:: INPUT RECORDS

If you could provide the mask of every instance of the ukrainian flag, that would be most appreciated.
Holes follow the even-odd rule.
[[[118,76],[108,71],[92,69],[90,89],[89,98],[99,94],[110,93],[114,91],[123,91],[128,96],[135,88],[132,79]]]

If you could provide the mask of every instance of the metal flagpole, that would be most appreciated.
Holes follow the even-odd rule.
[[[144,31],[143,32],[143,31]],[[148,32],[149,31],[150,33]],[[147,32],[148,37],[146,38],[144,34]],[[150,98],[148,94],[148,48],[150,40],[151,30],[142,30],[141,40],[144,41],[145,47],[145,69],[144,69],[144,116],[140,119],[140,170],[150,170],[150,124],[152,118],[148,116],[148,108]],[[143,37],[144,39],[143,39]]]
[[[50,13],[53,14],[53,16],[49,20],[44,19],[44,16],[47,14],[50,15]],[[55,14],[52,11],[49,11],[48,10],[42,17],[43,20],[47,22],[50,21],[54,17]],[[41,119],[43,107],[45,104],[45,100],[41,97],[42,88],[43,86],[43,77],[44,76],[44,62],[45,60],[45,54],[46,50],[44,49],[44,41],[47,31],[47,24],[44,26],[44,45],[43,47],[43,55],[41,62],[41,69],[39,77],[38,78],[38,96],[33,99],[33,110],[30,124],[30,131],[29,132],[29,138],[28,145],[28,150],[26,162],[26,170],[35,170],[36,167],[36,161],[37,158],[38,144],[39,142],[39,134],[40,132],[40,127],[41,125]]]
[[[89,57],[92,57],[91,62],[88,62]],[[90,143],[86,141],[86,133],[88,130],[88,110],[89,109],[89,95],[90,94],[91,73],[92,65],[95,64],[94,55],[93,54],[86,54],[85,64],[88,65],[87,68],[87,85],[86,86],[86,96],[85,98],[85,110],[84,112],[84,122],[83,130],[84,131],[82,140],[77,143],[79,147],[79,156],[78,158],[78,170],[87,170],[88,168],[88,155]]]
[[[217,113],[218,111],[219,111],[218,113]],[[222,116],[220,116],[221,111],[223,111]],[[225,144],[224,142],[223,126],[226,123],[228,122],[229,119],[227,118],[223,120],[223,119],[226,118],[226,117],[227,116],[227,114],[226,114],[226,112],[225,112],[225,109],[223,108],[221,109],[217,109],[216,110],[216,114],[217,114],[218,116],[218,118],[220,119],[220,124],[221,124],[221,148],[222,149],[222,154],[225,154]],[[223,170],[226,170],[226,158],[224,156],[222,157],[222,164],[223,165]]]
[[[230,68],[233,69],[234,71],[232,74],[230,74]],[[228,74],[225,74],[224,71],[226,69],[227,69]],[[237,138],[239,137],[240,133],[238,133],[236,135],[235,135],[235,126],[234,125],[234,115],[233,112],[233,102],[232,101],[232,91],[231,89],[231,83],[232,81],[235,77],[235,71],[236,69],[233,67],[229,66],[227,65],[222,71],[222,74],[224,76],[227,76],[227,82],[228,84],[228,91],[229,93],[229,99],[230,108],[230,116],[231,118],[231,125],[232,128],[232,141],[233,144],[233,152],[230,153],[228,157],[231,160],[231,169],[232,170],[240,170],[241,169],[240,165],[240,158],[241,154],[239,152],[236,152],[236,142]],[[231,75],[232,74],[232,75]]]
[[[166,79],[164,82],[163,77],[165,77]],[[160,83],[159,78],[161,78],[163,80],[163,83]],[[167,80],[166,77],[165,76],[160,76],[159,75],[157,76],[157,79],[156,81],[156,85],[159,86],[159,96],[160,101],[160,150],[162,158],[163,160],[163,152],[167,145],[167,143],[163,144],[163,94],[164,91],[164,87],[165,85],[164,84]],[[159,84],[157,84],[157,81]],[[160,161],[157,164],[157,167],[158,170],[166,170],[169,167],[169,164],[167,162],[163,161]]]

::::

▸ CHALLENGE: Collect every line of the entries above that contains the word "provide".

▸ CORRECT RESULT:
If you could provide the mask of every instance of the ukrainian flag, that would be most appreciated.
If you could provide the mask of every instance of the metal flagpole, that would be most appreciated.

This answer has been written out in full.